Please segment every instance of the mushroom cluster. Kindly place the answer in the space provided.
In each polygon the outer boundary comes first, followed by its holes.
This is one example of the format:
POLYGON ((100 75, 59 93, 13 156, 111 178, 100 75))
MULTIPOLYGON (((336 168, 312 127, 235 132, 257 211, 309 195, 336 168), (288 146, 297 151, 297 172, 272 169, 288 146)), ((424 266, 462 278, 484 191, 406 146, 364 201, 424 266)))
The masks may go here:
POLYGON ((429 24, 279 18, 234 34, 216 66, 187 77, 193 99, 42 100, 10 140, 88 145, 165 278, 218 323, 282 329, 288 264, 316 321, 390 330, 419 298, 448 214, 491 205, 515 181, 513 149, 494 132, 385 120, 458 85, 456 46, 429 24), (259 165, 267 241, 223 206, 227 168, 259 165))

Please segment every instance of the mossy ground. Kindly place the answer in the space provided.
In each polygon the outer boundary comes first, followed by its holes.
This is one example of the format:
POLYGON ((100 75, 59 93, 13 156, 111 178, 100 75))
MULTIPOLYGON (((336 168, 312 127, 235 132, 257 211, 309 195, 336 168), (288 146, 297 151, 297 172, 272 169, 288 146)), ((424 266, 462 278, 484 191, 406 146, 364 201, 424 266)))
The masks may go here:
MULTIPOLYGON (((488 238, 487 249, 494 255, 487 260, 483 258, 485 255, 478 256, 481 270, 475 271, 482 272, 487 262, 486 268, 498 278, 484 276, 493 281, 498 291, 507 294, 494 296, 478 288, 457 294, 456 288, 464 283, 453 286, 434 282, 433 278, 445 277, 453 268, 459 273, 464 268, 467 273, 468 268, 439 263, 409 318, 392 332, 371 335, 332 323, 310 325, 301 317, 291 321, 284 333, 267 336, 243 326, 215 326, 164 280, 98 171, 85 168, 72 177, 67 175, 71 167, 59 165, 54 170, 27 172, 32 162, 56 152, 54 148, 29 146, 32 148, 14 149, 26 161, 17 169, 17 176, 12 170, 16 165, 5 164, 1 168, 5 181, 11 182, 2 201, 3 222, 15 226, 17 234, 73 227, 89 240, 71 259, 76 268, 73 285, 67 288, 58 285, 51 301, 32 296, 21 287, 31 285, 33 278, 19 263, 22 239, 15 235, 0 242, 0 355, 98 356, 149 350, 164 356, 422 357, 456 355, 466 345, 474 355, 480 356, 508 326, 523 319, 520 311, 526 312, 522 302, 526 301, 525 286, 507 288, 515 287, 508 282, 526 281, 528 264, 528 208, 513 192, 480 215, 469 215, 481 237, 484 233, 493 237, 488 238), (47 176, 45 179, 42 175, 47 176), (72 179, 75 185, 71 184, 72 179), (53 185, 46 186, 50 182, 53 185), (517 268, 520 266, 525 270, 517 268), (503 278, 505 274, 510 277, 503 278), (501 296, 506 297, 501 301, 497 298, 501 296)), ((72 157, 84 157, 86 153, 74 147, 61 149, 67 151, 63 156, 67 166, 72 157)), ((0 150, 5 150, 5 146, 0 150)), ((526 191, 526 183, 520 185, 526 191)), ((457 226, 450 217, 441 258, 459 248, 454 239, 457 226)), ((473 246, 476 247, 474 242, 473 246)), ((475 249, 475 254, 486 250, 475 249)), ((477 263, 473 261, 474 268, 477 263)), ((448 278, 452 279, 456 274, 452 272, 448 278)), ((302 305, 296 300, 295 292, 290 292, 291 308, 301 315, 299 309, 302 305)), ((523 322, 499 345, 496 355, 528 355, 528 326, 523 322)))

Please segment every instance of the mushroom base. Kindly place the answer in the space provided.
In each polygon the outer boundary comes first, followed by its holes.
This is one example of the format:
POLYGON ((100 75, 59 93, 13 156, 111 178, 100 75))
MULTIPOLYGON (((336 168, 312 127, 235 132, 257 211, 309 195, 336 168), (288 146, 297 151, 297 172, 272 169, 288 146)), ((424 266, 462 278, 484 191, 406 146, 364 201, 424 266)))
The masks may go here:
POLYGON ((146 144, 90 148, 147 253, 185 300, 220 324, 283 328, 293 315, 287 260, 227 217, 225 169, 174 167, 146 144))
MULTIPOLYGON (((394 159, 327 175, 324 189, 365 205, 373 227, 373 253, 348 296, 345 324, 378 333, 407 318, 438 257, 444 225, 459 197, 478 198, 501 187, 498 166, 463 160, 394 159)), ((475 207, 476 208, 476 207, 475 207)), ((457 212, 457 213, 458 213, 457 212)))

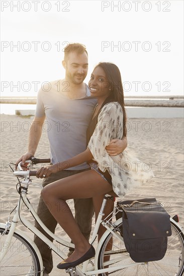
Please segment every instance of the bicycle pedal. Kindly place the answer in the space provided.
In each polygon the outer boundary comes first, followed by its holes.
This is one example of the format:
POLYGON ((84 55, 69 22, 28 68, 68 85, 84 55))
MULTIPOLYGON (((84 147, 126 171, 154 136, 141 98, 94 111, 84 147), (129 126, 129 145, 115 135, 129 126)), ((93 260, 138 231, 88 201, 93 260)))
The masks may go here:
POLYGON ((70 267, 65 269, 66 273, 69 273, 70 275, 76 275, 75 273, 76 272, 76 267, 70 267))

Exercise goal:
Copy out all of the lines above word for word, leaving out the picture.

Worked answer:
Please segment every instance of the mushroom cluster. Kindly place the answer in the space provided.
In each polygon the outer boundary comes first, followed by its holes.
This is one example of the format:
POLYGON ((100 75, 59 93, 13 156, 111 178, 100 75))
MULTIPOLYGON (((336 168, 312 127, 235 132, 257 211, 309 195, 336 168), (288 146, 297 151, 297 172, 272 169, 288 146)), ((424 266, 462 278, 484 191, 406 146, 364 201, 424 266)))
The masks may go here:
POLYGON ((429 24, 279 18, 234 34, 216 66, 187 77, 193 99, 42 100, 10 140, 88 145, 165 278, 218 323, 282 329, 288 264, 316 321, 390 330, 419 298, 448 214, 491 205, 515 181, 513 149, 494 132, 385 120, 458 85, 456 46, 429 24), (259 165, 267 241, 223 206, 227 168, 259 165))

Please segment every instance of the mossy ground. Kindly place the answer in the space provided.
In each polygon the outer boundary comes first, followed by its holes.
This is one example of the format:
POLYGON ((100 75, 59 93, 13 156, 111 178, 100 75))
MULTIPOLYGON (((336 168, 312 127, 235 132, 257 211, 309 195, 336 168), (288 146, 297 151, 297 172, 272 169, 288 146)), ((424 266, 462 278, 484 191, 406 146, 364 201, 424 266)))
The masks may go here:
MULTIPOLYGON (((488 238, 487 249, 494 255, 487 260, 483 258, 485 255, 478 256, 481 270, 475 271, 482 272, 487 262, 486 268, 498 278, 484 276, 493 281, 498 291, 507 294, 494 296, 478 288, 457 294, 456 288, 464 283, 453 286, 434 282, 433 278, 445 277, 453 268, 459 273, 464 268, 467 273, 468 268, 439 263, 409 318, 392 332, 371 335, 332 323, 310 325, 301 317, 291 321, 284 333, 267 336, 243 326, 215 326, 164 280, 98 171, 85 168, 72 177, 67 175, 71 167, 59 165, 54 170, 27 172, 32 162, 56 152, 54 148, 29 146, 32 148, 14 149, 26 161, 17 169, 17 176, 12 170, 16 165, 5 164, 1 168, 5 181, 11 182, 2 201, 3 222, 15 226, 17 234, 73 227, 89 240, 71 259, 76 268, 73 285, 67 288, 58 285, 51 301, 32 296, 21 287, 31 285, 33 278, 19 263, 22 239, 15 235, 0 242, 0 355, 98 356, 149 350, 164 356, 422 357, 456 355, 466 345, 474 355, 480 356, 508 326, 523 319, 520 311, 526 312, 522 302, 526 301, 525 286, 507 288, 515 287, 508 282, 526 281, 528 264, 528 208, 513 192, 480 215, 469 215, 481 237, 484 233, 493 237, 488 238), (47 176, 45 179, 42 175, 47 176), (72 179, 75 185, 71 184, 72 179), (53 185, 46 186, 50 182, 53 185), (517 268, 520 266, 525 270, 517 268), (503 278, 505 274, 510 277, 503 278), (501 296, 506 297, 501 301, 497 298, 501 296)), ((72 157, 84 157, 86 153, 74 147, 61 149, 67 151, 63 156, 67 166, 72 157)), ((0 150, 5 150, 5 146, 0 150)), ((526 191, 526 183, 520 185, 526 191)), ((457 226, 450 217, 441 258, 459 248, 454 239, 457 226)), ((473 246, 476 247, 474 242, 473 246)), ((475 249, 475 254, 486 250, 475 249)), ((477 263, 473 261, 474 268, 477 263)), ((448 278, 452 279, 456 274, 452 272, 448 278)), ((302 305, 296 300, 295 292, 290 292, 291 308, 301 315, 299 309, 302 305)), ((523 322, 499 345, 496 355, 528 355, 528 326, 523 322)))

Please segment every instance of the mushroom base. Kindly place the answer in the space provided.
In each polygon the outer boundary comes first, followed by its holes.
This is one example of the format:
POLYGON ((100 75, 59 93, 13 156, 111 178, 100 75))
MULTIPOLYGON (((336 168, 312 127, 235 132, 257 211, 309 195, 336 168), (288 146, 297 151, 297 172, 272 169, 288 146)), ((424 266, 462 278, 484 191, 406 146, 364 201, 424 266)))
The masks may go here:
POLYGON ((146 144, 90 148, 147 253, 185 300, 220 324, 283 328, 293 315, 287 260, 227 217, 225 169, 174 167, 146 144))
MULTIPOLYGON (((394 159, 327 175, 324 189, 365 205, 373 227, 373 253, 348 296, 345 324, 378 333, 407 318, 438 257, 444 225, 459 197, 478 198, 501 187, 498 166, 463 160, 394 159)), ((475 207, 476 208, 476 207, 475 207)), ((457 212, 457 213, 458 213, 457 212)))

Please segment every instance of the bicycle pedal. Kindly place the answer in the space provided.
In each polygon the outer boundary comes first, followed by its holes.
This is one example of the format:
POLYGON ((84 55, 69 22, 28 68, 68 85, 84 55))
MULTIPOLYGON (((84 147, 126 171, 154 136, 141 98, 94 111, 84 147), (129 126, 129 145, 115 135, 129 126)), ((93 260, 138 231, 88 201, 93 260)))
The masks may go here:
POLYGON ((70 267, 65 269, 66 273, 69 273, 70 275, 76 275, 75 273, 76 272, 76 267, 70 267))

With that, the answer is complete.